Entries from a pointing dataset
* * * * *

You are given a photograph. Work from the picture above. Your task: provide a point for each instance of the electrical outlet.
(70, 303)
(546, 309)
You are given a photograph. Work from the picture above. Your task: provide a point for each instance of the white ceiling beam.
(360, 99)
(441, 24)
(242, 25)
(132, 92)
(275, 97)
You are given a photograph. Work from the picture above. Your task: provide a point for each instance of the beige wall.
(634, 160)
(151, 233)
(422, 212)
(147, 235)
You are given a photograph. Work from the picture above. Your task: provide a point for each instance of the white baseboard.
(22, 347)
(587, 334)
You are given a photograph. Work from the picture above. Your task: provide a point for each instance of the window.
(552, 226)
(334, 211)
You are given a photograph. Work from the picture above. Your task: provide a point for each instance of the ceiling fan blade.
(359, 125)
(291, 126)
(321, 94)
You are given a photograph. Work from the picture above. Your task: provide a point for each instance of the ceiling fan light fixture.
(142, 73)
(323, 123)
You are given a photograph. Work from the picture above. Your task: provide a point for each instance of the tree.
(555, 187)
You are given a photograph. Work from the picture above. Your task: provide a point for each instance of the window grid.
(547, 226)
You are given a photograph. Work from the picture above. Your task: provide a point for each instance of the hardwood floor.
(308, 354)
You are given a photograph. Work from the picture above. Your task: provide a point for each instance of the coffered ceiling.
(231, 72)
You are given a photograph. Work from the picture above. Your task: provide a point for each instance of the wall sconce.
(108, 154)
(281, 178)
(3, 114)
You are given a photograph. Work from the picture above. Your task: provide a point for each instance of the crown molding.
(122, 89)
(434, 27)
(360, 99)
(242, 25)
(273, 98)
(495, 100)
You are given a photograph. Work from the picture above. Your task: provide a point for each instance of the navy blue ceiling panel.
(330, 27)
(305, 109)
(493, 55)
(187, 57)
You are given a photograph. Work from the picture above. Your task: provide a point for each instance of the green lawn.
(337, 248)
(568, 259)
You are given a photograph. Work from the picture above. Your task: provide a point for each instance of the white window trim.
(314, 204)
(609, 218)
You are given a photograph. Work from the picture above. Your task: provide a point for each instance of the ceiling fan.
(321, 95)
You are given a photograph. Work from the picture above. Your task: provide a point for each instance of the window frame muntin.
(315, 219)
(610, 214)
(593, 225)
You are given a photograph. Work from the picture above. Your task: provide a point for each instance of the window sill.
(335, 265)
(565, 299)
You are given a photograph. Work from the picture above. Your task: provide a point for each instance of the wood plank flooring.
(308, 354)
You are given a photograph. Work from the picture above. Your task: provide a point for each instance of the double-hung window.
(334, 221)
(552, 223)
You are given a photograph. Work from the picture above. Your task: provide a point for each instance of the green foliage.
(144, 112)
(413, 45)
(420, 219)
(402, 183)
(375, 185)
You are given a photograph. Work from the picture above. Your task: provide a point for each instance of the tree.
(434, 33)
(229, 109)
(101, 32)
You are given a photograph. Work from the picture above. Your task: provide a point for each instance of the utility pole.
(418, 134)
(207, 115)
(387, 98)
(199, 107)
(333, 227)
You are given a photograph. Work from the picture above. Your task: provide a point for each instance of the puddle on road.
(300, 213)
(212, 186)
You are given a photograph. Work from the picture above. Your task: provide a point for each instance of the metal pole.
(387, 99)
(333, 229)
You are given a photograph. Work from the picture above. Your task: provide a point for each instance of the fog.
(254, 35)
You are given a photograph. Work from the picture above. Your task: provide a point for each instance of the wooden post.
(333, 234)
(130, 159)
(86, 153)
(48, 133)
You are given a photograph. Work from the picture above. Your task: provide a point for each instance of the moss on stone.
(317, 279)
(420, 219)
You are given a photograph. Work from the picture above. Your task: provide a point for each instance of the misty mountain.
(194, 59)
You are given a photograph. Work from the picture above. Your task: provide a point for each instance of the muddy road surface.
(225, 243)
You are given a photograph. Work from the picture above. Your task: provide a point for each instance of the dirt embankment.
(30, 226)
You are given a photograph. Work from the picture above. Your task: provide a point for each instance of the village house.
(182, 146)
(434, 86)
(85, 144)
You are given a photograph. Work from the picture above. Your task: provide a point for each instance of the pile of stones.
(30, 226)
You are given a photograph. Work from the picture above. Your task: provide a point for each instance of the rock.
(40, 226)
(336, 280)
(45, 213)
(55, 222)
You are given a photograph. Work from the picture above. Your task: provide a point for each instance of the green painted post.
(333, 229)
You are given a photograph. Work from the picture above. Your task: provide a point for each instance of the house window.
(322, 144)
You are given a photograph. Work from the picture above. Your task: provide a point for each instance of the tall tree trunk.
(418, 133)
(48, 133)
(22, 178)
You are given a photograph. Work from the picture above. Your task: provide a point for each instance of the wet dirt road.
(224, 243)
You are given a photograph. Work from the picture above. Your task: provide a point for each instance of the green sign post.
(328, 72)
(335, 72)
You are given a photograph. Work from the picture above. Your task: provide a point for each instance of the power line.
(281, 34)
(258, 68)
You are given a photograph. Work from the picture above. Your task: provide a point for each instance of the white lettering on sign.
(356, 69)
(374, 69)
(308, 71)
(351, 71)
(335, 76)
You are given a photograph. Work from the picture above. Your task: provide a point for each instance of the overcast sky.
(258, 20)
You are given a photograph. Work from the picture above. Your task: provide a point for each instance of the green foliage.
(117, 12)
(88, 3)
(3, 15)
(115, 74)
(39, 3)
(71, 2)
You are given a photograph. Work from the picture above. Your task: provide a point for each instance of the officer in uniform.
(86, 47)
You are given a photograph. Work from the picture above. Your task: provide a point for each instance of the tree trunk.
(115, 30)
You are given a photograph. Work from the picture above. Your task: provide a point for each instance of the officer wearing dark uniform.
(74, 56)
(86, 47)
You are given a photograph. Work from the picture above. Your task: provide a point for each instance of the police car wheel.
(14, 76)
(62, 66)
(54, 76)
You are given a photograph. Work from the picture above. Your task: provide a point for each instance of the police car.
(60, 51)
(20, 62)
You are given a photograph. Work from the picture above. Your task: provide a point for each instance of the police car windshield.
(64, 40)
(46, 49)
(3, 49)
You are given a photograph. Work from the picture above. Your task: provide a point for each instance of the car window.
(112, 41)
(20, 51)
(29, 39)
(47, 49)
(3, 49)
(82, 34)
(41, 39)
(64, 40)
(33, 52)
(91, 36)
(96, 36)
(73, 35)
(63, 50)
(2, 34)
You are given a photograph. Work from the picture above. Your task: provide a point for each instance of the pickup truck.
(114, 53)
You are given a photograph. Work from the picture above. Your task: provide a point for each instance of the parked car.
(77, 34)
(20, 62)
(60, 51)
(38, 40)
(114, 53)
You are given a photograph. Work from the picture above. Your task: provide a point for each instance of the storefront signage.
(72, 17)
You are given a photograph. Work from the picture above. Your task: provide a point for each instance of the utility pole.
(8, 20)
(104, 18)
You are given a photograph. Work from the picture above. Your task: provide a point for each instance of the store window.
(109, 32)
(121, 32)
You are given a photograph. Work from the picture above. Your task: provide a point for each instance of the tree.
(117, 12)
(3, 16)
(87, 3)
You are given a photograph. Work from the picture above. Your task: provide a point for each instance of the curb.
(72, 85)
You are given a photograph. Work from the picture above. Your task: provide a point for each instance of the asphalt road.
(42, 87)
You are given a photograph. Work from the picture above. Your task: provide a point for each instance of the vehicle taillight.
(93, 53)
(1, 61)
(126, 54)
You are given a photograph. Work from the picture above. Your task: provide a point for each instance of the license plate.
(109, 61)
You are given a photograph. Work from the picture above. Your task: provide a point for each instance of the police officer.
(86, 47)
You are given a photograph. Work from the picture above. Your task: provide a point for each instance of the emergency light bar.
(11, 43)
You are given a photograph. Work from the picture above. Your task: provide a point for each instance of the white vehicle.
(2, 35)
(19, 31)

* * * * *

» **STATED PROBLEM**
Put every line of the records above into a JSON list of strings, with one string for each line. Leave out any blank lines.

» **EXERCISE ANSWER**
[
  "You are given a photograph. Work from the picture above. Your task: provide a point for each instance of the electrical outlet.",
  "(70, 303)",
  "(546, 309)",
  "You are given a photograph. Work from the picture above. Your task: provide a point for each instance of the white ceiling beam.",
  "(360, 99)",
  "(441, 24)",
  "(242, 25)",
  "(132, 92)",
  "(275, 97)",
  "You are given a photograph. Work from the picture above. Your task: provide a point for each instance of the beige wall.",
  "(634, 160)",
  "(151, 233)",
  "(422, 212)",
  "(147, 235)",
  "You are given a photograph. Work from the picture above. Your task: provide a point for each instance of the white baseboard.",
  "(22, 347)",
  "(587, 334)",
  "You are given a photograph. Work from the picture above. Your task: provide a point for each instance of the window.",
  "(552, 226)",
  "(334, 211)",
  "You are given a photograph. Work from the picture above. Your task: provide a point for each instance of the ceiling fan blade.",
  "(359, 125)",
  "(291, 126)",
  "(321, 94)",
  "You are given a photograph. Work from the picture above. Your task: provide a point for each instance of the ceiling fan light fixture.",
  "(142, 73)",
  "(323, 123)",
  "You are given a photograph. Work from the picture above. Your task: provide a point for each instance of the tree.",
  "(555, 187)",
  "You are given a photograph. Work from the picture above. Your task: provide a point for each instance of the window grid.",
  "(547, 226)",
  "You are given a photograph. Work from the picture above. Your task: provide a point for each instance of the hardwood floor.",
  "(308, 354)",
  "You are given a photograph. Work from the picture above. Your task: provide a point for each instance of the coffered ceiling.",
  "(231, 72)",
  "You are given a photograph. Work from the picture above. Your task: provide a point for each instance of the wall sconce.",
  "(108, 154)",
  "(281, 178)",
  "(3, 114)",
  "You are given a photograph. Work from the picture above. Your task: provide a point for each instance of the crown molding.",
  "(122, 89)",
  "(434, 27)",
  "(360, 99)",
  "(242, 25)",
  "(273, 98)",
  "(495, 100)",
  "You are given a photograph. Work from the picture above. Your task: provide a point for each instance of the navy blue ceiling panel.",
  "(330, 27)",
  "(305, 109)",
  "(493, 55)",
  "(187, 57)",
  "You are given a photograph. Work from the picture above. Your task: provide a point for each instance of the green lawn.",
  "(337, 248)",
  "(568, 259)",
  "You are given a photograph. Work from the picture above. Your task: provide a point for each instance of the white window trim.",
  "(314, 204)",
  "(609, 218)",
  "You are given a photograph. Work from the picture above. Your task: provide a point for each instance of the ceiling fan.",
  "(321, 95)",
  "You are given a photograph. Work from the picture above. Your task: provide a point for each instance of the window frame muntin.",
  "(315, 219)",
  "(610, 214)",
  "(593, 225)",
  "You are given a photograph. Work from the picture above. Your task: provide a point for each instance of the window sill.",
  "(335, 265)",
  "(565, 299)",
  "You are given a photograph. Work from the picture above. Your task: provide a point for each instance of the wood plank flooring.",
  "(308, 354)",
  "You are given a photograph. Work from the picture above. Your task: provide a point for each instance of the double-hung window.",
  "(334, 221)",
  "(552, 223)",
  "You are given a photograph. Work from the picture above. Your task: provide a point for each instance of the green foliage.",
  "(144, 112)",
  "(413, 45)",
  "(420, 219)",
  "(402, 183)",
  "(375, 185)",
  "You are given a photograph. Work from the picture above. Your task: provide a point for each instance of the tree.",
  "(434, 33)",
  "(229, 109)",
  "(101, 32)",
  "You are given a photograph. Work from the picture above. Your task: provide a point for each instance of the utility pole.",
  "(418, 134)",
  "(207, 115)",
  "(387, 98)",
  "(199, 107)",
  "(333, 227)",
  "You are given a photograph. Work from the picture above. Your task: provide a point for each instance of the puddle on road.",
  "(300, 213)",
  "(212, 186)",
  "You are given a photograph. Work from the picture above. Your task: provide a point for each instance of the metal pole.",
  "(387, 99)",
  "(333, 229)",
  "You are given a photograph. Work from the picture above. Your task: provide a point for each instance of the fog.",
  "(254, 35)",
  "You are given a photograph. Work from the picture above. Your task: provide a point for each instance of the wooden post.",
  "(333, 234)",
  "(130, 159)",
  "(86, 153)",
  "(48, 133)",
  "You are given a photograph. Work from the picture above. Your task: provide a point for each instance of the moss on stone.",
  "(317, 279)",
  "(420, 219)",
  "You are given a photograph. Work from the picture above. Your task: provide a point for each instance of the misty mountain.",
  "(194, 59)",
  "You are given a photograph. Work from the picture above. Your task: provide a point for each instance of the muddy road surface.",
  "(225, 243)",
  "You are given a photograph. Work from the picture above. Your task: provide a point for each instance of the dirt embankment.",
  "(30, 226)",
  "You are given a photograph. Work from the picture above. Your task: provide a point for each instance of the village house.",
  "(182, 146)",
  "(434, 86)",
  "(85, 144)",
  "You are given a photograph. Work from the picture above. Your task: provide a point for each instance of the pile of stones.",
  "(30, 226)",
  "You are given a photograph. Work from the picture above. Your task: provide a point for each instance of the rock.",
  "(40, 226)",
  "(336, 280)",
  "(45, 213)",
  "(55, 222)",
  "You are given a photograph. Work from the picture above. Your task: provide a point for each instance of the green painted post.",
  "(333, 229)",
  "You are given a photograph. Work from the picture above. Your task: provide a point for each instance of the house window.",
  "(322, 144)",
  "You are given a photograph. Work from the picture above. Your task: provide a point for each instance of the tall tree trunk.",
  "(418, 133)",
  "(48, 133)",
  "(22, 178)",
  "You are given a photograph. Work from the picture above. Your task: provide a point for each instance of the wet dirt road.",
  "(224, 243)",
  "You are given a photograph. Work from the picture above. Your task: provide a point for each instance of the green sign post.",
  "(328, 72)",
  "(335, 72)",
  "You are given a photograph. Work from the picture above. Your task: provide a point for each instance of the power line.",
  "(281, 34)",
  "(258, 68)",
  "You are given a photograph. Work from the picture above. Your task: provide a point for each instance of the white lettering on sign.",
  "(356, 69)",
  "(374, 69)",
  "(308, 71)",
  "(351, 71)",
  "(335, 76)",
  "You are given a photograph. Work from the picture above. Your task: provide a point for each instance of the overcast sky.",
  "(258, 20)",
  "You are given a photograph. Work from the picture above. Your task: provide a point for each instance of the green foliage.",
  "(117, 12)",
  "(88, 3)",
  "(3, 15)",
  "(115, 74)",
  "(39, 3)",
  "(71, 2)",
  "You are given a photograph. Work from the picture above. Your task: provide a point for each instance of the officer in uniform.",
  "(86, 47)",
  "You are given a photograph. Work from the picture above. Your task: provide a point for each instance of the tree trunk.",
  "(115, 30)",
  "You are given a photograph. Work from the picture above. Your task: provide a point for each instance of the officer wearing dark uniform.",
  "(74, 56)",
  "(86, 47)",
  "You are given a photograph. Work from the picture above. Your task: provide a point for each instance of the police car wheel.",
  "(14, 76)",
  "(62, 66)",
  "(54, 76)",
  "You are given a photograph. Work from the picture above. Your task: provide a point for each instance of the police car.",
  "(60, 51)",
  "(20, 62)",
  "You are given a photograph. Work from the picture above. Your task: provide a point for each instance of the police car windshield.",
  "(64, 40)",
  "(46, 49)",
  "(3, 49)",
  "You are given a photograph. Work from the picture above. Your task: provide a point for each instance of the car window.",
  "(112, 41)",
  "(20, 51)",
  "(29, 39)",
  "(47, 49)",
  "(3, 49)",
  "(82, 34)",
  "(41, 39)",
  "(64, 40)",
  "(33, 52)",
  "(91, 36)",
  "(96, 36)",
  "(73, 35)",
  "(63, 50)",
  "(2, 34)",
  "You are given a photograph. Work from the picture above. Your task: provide a point for each instance of the pickup truck.",
  "(114, 53)",
  "You are given a photograph. Work from the picture above. Your task: provide a point for each instance of the parked car.",
  "(77, 34)",
  "(20, 62)",
  "(60, 51)",
  "(38, 40)",
  "(114, 53)",
  "You are given a photograph. Work from the picture above. Your task: provide a point for each instance of the storefront signage.",
  "(72, 17)",
  "You are given a photograph. Work from the picture above. Your task: provide a point for each instance of the utility pole.",
  "(8, 20)",
  "(104, 18)",
  "You are given a photograph. Work from the picture above. Your task: provide a point for each instance of the store window.",
  "(109, 32)",
  "(121, 32)",
  "You are given a photograph. Work from the picture above. Your task: provide a point for each instance of the tree.",
  "(117, 12)",
  "(3, 16)",
  "(87, 3)",
  "You are given a photograph. Work from the picture above. Your task: provide a point for each instance of the curb.",
  "(72, 85)",
  "You are given a photograph. Work from the picture above. Your task: provide a point for each instance of the asphalt road.",
  "(42, 87)",
  "You are given a photograph. Work from the picture above. Your task: provide a point for each instance of the vehicle taillight.",
  "(93, 53)",
  "(1, 61)",
  "(126, 54)",
  "You are given a photograph. Work from the picture above. Your task: provide a point for each instance of the license plate.",
  "(109, 61)",
  "You are given a photograph. Work from the picture above. Your task: provide a point for each instance of the police officer.",
  "(86, 47)",
  "You are given a photograph. Work from the picture above. Your task: provide a point for each instance of the emergency light bar.",
  "(11, 43)",
  "You are given a photograph. Work from the picture above. Your task: provide a point for each instance of the white vehicle.",
  "(2, 35)",
  "(19, 31)"
]